• **Work to complete**: A single figure is the whole answer: the number of lines in the records that contain "below".

• **Records for the task**:
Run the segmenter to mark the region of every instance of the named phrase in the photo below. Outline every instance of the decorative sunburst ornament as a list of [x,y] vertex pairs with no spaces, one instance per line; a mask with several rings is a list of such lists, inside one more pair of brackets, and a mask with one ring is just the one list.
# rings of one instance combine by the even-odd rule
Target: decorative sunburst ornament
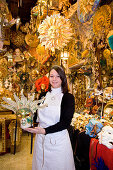
[[39,25],[38,32],[41,44],[51,51],[62,49],[73,35],[69,19],[60,14],[47,16]]

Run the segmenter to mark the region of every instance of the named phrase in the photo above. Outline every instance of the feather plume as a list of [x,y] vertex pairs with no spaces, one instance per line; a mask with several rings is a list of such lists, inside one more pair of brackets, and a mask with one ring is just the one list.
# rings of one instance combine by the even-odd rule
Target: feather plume
[[5,104],[1,104],[1,106],[6,108],[6,109],[12,110],[14,113],[17,112],[16,108],[14,108],[13,106],[5,105]]

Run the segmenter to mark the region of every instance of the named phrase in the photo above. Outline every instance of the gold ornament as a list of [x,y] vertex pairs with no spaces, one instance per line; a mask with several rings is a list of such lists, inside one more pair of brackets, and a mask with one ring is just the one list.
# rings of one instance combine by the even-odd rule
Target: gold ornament
[[5,89],[2,87],[2,82],[0,81],[0,96],[4,94]]
[[112,61],[112,58],[111,58],[111,52],[110,52],[110,50],[108,50],[108,49],[105,49],[104,51],[103,51],[103,55],[104,55],[104,57],[106,58],[106,61],[107,61],[107,67],[112,67],[113,66],[113,61]]
[[39,6],[34,6],[31,10],[31,14],[37,16],[39,14]]
[[39,39],[36,34],[27,34],[25,36],[25,41],[30,47],[37,47],[39,44]]
[[82,52],[82,58],[87,58],[88,57],[88,55],[89,55],[89,51],[88,50],[85,50],[85,51],[83,51]]
[[104,107],[104,114],[110,114],[112,111],[113,111],[113,99],[110,99]]
[[49,52],[45,49],[44,46],[39,44],[36,48],[36,52],[38,54],[38,61],[39,63],[43,64],[43,62],[49,57]]
[[109,57],[110,57],[110,55],[111,55],[110,50],[105,49],[105,50],[103,51],[103,55],[104,55],[104,57],[105,57],[106,59],[107,59],[107,58],[109,58]]
[[7,60],[5,58],[0,59],[0,78],[4,78],[7,76]]
[[11,42],[17,47],[22,46],[24,44],[24,40],[25,35],[21,31],[11,33]]
[[73,31],[68,19],[60,14],[51,15],[39,25],[39,38],[46,49],[62,49],[71,40]]
[[93,31],[95,34],[99,34],[104,29],[104,32],[108,32],[111,21],[111,8],[108,5],[103,5],[95,13],[93,18]]

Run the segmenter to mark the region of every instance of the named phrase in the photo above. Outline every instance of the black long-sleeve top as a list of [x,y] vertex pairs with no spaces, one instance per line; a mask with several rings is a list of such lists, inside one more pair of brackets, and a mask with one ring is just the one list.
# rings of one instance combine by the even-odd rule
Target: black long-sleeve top
[[[43,95],[40,96],[40,98]],[[70,126],[75,111],[75,99],[71,93],[65,93],[61,101],[60,121],[52,126],[45,128],[46,134],[67,129]]]

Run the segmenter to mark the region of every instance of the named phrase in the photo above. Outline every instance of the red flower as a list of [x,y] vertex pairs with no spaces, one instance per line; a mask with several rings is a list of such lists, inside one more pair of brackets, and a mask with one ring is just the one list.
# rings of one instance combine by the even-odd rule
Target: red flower
[[39,78],[38,80],[36,80],[35,82],[35,87],[37,91],[41,90],[41,85],[44,84],[45,85],[45,91],[47,91],[48,86],[49,86],[49,79],[46,76],[43,76],[42,78]]

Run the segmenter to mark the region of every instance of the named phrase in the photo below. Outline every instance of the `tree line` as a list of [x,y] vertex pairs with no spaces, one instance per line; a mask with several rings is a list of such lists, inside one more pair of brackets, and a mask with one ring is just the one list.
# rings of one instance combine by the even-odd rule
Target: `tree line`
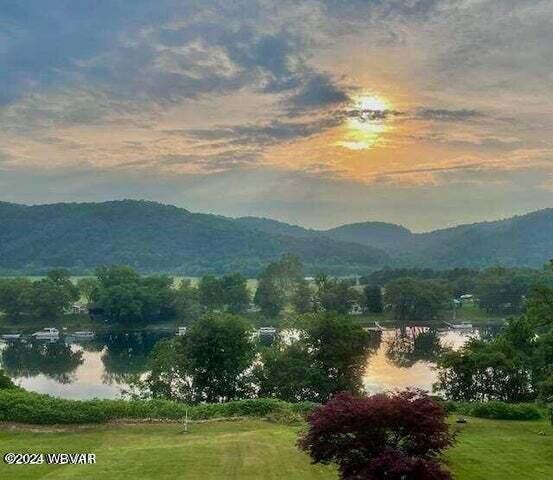
[[[410,279],[410,283],[406,283]],[[496,314],[518,314],[525,307],[525,300],[535,285],[553,286],[553,272],[543,269],[490,267],[482,270],[454,268],[433,270],[430,268],[384,269],[362,276],[360,282],[367,286],[409,287],[417,286],[434,294],[445,293],[450,298],[472,294],[479,307]],[[393,301],[392,298],[389,301]]]
[[206,312],[248,314],[278,323],[290,314],[334,311],[392,312],[399,321],[435,321],[452,310],[454,299],[470,293],[485,312],[520,314],[535,285],[553,286],[550,271],[494,267],[482,271],[453,269],[380,270],[361,277],[306,278],[297,257],[284,255],[261,272],[255,292],[239,273],[205,275],[197,283],[167,275],[140,275],[127,266],[102,266],[94,277],[73,283],[63,269],[44,278],[0,279],[0,311],[12,320],[53,319],[81,300],[107,322],[178,321],[189,324]]
[[553,287],[534,286],[496,337],[444,352],[438,372],[435,390],[451,400],[553,402]]
[[[370,302],[382,310],[380,290]],[[314,282],[304,277],[297,257],[285,255],[261,273],[255,294],[239,273],[205,275],[197,284],[167,275],[140,275],[128,266],[98,267],[94,277],[73,283],[68,271],[56,269],[45,278],[0,279],[0,311],[10,319],[34,316],[57,318],[78,300],[107,322],[132,324],[178,320],[189,324],[206,312],[257,314],[277,319],[288,313],[335,311],[347,314],[364,304],[362,292],[348,280],[320,274]]]
[[150,372],[133,394],[188,403],[244,398],[326,402],[333,394],[362,391],[367,356],[375,343],[351,318],[306,314],[290,325],[295,335],[260,346],[253,325],[230,313],[207,313],[184,336],[162,340]]

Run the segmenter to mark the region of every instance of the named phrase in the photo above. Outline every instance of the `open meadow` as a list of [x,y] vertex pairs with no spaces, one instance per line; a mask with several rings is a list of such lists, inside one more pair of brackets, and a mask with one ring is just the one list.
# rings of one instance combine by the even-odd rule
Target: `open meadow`
[[[453,419],[452,419],[453,421]],[[455,427],[454,427],[455,428]],[[88,452],[95,465],[5,465],[0,478],[33,480],[141,478],[336,479],[333,467],[311,465],[296,448],[301,427],[262,420],[182,424],[0,427],[0,453]],[[545,421],[469,418],[447,454],[457,480],[553,478],[553,430]]]

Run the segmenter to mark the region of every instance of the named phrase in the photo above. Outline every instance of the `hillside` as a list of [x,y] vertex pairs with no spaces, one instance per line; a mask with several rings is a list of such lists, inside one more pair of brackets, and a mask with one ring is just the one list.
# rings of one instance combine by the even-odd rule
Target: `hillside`
[[428,233],[412,233],[382,222],[343,225],[323,233],[335,240],[381,248],[395,265],[402,266],[539,268],[553,258],[553,209]]
[[0,273],[74,273],[102,264],[181,275],[256,275],[284,253],[308,273],[392,266],[541,267],[553,257],[553,209],[428,233],[384,222],[306,229],[266,218],[192,213],[147,201],[25,206],[0,202]]
[[[285,235],[295,238],[312,238],[313,236],[321,234],[321,232],[317,230],[310,230],[298,225],[290,225],[288,223],[279,222],[278,220],[272,220],[270,218],[240,217],[236,219],[236,222],[240,223],[244,227],[270,233],[272,235]],[[353,242],[361,243],[355,241]]]
[[385,222],[351,223],[324,233],[335,240],[371,245],[392,252],[406,248],[414,236],[405,227]]
[[553,258],[553,209],[417,234],[404,253],[438,268],[541,267]]
[[90,271],[102,264],[183,275],[256,274],[292,253],[308,271],[356,273],[382,267],[381,250],[314,235],[269,233],[216,215],[146,201],[0,203],[0,271],[41,273],[52,267]]

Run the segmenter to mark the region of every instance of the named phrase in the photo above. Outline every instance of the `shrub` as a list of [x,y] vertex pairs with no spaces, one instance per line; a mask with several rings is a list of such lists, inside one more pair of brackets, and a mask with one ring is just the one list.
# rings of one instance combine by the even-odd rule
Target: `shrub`
[[314,463],[335,463],[343,480],[451,480],[440,453],[453,443],[445,411],[420,391],[353,397],[316,408],[299,446]]
[[292,409],[275,410],[265,417],[269,422],[281,425],[301,425],[304,417]]
[[0,390],[14,389],[17,388],[16,385],[11,381],[4,370],[0,368]]
[[0,390],[0,421],[36,424],[102,423],[115,419],[191,420],[225,417],[305,416],[314,404],[270,398],[186,405],[168,400],[66,400],[22,389]]
[[474,403],[471,405],[468,415],[493,420],[538,420],[542,417],[536,405],[509,404],[498,401]]

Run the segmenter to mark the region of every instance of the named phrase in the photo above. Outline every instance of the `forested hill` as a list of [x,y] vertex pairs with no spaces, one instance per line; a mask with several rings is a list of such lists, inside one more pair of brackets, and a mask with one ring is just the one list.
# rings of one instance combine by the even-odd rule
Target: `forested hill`
[[275,220],[191,213],[147,201],[25,206],[0,202],[0,273],[74,273],[126,264],[183,275],[255,275],[284,253],[307,273],[392,266],[540,267],[553,257],[553,209],[429,233],[383,222],[312,230]]
[[384,249],[398,265],[541,267],[553,258],[553,209],[428,233],[380,222],[344,225],[331,238]]
[[389,264],[382,250],[321,234],[298,238],[239,220],[146,201],[0,203],[0,272],[41,273],[58,266],[82,273],[103,264],[183,275],[256,274],[284,253],[314,273],[359,273]]
[[351,223],[326,230],[325,234],[335,240],[371,245],[390,251],[405,248],[414,237],[407,228],[385,222]]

• **Answer section**: 2